# [DIRECTION]
Copy out the items from the line with "For the benchmark, mark every instance of the overcast" up to and including the line with "[[198, 202]]", substituting "green shrub" for "leafy bush". Leave everything else unchanged.

** Start of MATERIAL SHOWN **

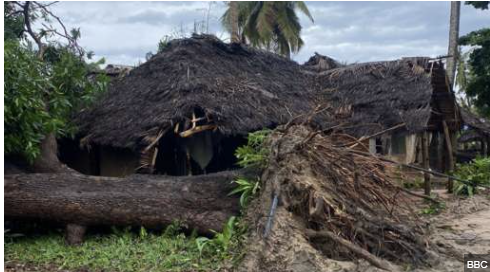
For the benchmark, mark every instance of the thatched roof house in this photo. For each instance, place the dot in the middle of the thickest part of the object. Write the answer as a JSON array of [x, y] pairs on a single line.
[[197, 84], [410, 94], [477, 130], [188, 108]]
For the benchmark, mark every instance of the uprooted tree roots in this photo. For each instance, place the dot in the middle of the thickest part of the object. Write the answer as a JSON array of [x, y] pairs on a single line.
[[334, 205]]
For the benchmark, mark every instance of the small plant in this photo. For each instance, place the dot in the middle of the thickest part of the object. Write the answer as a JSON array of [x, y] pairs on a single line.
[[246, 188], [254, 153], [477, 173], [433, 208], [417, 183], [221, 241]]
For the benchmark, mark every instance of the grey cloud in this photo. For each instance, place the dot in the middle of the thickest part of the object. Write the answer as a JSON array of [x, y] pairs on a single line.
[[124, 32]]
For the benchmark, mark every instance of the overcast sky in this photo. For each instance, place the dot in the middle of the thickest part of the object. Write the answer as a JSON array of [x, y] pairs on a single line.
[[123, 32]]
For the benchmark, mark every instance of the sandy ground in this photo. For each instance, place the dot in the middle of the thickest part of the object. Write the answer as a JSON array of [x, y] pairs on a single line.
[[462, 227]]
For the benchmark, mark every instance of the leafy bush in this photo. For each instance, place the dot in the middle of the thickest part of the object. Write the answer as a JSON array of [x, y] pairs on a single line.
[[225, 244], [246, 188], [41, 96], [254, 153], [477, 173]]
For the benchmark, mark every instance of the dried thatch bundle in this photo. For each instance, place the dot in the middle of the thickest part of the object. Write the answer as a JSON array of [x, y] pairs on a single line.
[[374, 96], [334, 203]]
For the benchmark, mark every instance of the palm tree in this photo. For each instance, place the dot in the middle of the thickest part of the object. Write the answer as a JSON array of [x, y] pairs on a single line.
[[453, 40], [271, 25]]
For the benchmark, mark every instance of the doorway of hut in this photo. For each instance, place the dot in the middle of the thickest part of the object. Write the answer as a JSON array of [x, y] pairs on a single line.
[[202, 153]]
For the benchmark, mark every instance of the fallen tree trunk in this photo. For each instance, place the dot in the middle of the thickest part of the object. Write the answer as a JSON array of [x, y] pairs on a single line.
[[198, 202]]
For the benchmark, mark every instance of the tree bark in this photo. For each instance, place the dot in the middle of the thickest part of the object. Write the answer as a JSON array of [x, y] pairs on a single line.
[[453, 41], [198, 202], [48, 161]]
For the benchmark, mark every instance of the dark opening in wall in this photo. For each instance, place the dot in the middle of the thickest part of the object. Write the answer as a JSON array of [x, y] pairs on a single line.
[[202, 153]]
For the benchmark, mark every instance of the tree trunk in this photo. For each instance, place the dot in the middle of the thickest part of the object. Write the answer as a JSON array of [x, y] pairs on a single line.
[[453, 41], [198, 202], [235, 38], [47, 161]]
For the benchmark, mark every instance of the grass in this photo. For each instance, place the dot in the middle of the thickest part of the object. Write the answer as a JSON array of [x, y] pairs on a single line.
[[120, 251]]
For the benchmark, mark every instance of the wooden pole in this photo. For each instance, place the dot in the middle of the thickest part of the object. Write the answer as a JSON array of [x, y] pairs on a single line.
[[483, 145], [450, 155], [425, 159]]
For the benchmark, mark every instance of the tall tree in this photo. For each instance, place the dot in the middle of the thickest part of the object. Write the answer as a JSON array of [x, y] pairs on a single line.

** End of MATERIAL SHOWN **

# [FINAL ANSWER]
For the benchmark, mark every instance of the overcast sky in this photo. For each instance, place the dot in the middle of the thickest part of the object. Write the answer as a JSON array of [x, y] pairs on a single line.
[[123, 32]]
For the benchmark, mark every instance of the sandy ground in this photo. For each instance, place the dot in the middle of the thickest part of the object. Write the answer as a JSON array of [x, y] pairs on a single line.
[[462, 227]]
For the benchmark, mark every instance of the green shrub in this photo. For each instance, place the dot in the middle of the thickest part of the object. Write the answer as a JSON array of [x, y] pairs on a single line.
[[225, 244], [246, 188], [41, 96], [254, 153], [477, 173]]
For the benchmark, mark every instance of the dried thatch bundle in this photo. For each instance, place the dot in the middle of the thickest part of the object. Write the answer as a JSON array of [x, y] pairs on a single line.
[[374, 96], [334, 203]]
For the benchmark, mark every instance of the palm tree in this photo. For each instance, place the dot in the middle of the thickest part of the object. Write the answer as a JSON array of [x, y] pairs on a single line.
[[453, 40], [271, 25]]
For the benchmark, mark every instance of the doorway of hut in this photo. For each instance, place the dot in the middle of the thickest part of the object. Write the answer as a JSON array of [x, y] pairs on a single line.
[[202, 153]]
For the benchmark, mark every instance of the fallen tree trunk in this photo. For each instance, place the dot in the middle of the thickest part of the object. Write the answer as a JSON array of [x, y] pairs on a single line.
[[198, 202]]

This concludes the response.